═══ Texto de lectura

2. ¿Hacemos auténtica filosofía?

Ahora bien, lo primero que debemos preguntarnos es si hasta ahora hemos hecho auténtica filosofía, filosofía sin más. Esto es, si los problemas que nos planteamos o nos hemos planteado dentro de ese terreno que llamamos la universalidad son auténticos problemas, aporías, "callejones sin salida", a los cuales hemos tratado de dar una solución. ¿Sentimos los problemas que nos planteamos como los filósofos clásicos han sentido los suyos? ¿Al plantearnos un problema nos jugamos, en la solución de éste, todo nuestro ser, tal como se lo han jugado todos los filósofos en sus soluciones? ¿Sentimos la filosofía, el afán de saber, en nuestra alma, en nuestra carne? O, en otras palabras, ¿los problemas de nuestro filosofar son nuestros, en la medida en que lo han sido para cada uno de los grandes maestros de la filosofía?
Los grandes filósofos, nos enseña la historia de la filosofía, se han puesto simplemente a filosofar, sin más. Esto es, se han puesto a resolver una serie de problemas que su circunstancia les reclamaba. Las soluciones que ofrecieron fueron filosóficas, como lo fueron los problemas, por su afán de dar a éstos soluciones de validez permanente. Para los filósofos nunca fue un problema la originalidad de estas soluciones. Filosofaban pura y simplemente. Nunca un filósofo griego habló de una filosofía griega, ni un francés de una filosofía francesa, ni un alemán de una filosofía alemana. Su filosofar trascendía todas estas limitaciones espaciales y temporales. Lo griego, lo francés y lo alemán de su filosofía les fue dado por añadidura, sin que lo hubiesen pretendido, se les dio a pesar suyo. Más que lo griego, lo francés y lo alemán se les dio lo humano con todo lo que esto significa. ¿Por qué entonces los americanos hablamos sobre la posibilidad y aun la necesidad de una filosofía que podamos considerar como propia?

══════
═══ Datos registrados

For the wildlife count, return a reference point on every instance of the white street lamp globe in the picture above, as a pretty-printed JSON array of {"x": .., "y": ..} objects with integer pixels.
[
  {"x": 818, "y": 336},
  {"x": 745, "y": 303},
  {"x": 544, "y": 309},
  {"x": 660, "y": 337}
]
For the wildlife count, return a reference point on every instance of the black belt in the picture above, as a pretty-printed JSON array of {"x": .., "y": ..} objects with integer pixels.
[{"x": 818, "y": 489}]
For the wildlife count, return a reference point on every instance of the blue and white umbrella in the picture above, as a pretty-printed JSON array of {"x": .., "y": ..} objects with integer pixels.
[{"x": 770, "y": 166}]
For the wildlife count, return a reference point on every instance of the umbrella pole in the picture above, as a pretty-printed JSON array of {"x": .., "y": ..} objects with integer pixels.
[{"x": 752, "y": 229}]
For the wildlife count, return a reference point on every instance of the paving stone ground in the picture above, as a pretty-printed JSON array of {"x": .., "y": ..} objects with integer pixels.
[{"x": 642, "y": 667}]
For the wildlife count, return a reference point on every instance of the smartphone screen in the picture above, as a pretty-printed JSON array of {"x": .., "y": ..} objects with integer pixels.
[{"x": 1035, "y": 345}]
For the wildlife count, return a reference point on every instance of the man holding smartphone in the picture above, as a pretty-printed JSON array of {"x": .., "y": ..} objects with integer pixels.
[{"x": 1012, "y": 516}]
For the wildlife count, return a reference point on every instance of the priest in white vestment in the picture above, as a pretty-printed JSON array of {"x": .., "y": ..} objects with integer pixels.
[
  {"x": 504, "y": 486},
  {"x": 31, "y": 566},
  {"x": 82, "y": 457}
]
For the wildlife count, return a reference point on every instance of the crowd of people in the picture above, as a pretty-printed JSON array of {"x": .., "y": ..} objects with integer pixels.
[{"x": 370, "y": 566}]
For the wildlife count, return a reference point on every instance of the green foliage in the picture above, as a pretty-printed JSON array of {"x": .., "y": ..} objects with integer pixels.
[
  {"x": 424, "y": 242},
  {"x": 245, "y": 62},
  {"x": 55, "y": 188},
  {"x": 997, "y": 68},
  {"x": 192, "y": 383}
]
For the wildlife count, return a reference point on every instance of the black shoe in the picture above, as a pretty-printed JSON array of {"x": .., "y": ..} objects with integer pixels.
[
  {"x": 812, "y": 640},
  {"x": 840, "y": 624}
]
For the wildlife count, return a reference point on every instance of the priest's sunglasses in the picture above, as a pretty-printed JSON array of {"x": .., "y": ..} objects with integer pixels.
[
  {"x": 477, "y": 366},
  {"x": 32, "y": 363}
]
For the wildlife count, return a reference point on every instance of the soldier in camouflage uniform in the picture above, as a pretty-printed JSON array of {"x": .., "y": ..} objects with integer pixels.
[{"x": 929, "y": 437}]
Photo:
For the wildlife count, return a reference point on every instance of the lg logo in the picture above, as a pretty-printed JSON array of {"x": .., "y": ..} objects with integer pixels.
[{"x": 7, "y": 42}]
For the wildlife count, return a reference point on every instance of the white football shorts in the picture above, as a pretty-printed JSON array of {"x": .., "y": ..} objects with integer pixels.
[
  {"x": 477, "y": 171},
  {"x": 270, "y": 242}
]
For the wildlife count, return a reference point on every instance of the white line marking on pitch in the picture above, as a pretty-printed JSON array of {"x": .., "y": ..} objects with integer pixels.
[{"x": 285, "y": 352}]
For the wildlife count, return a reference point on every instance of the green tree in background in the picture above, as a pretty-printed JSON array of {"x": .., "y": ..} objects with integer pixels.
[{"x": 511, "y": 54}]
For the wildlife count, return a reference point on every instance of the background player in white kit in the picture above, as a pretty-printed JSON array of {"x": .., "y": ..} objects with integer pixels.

══════

• [Ejercicio] Según el texto sobre la auténtica filosofía, ¿qué nunca fue un problema para los filósofos? Responde basándote solo en el texto, no en los ítems.

• [Respuesta] La originalidad de las soluciones que ofrecían.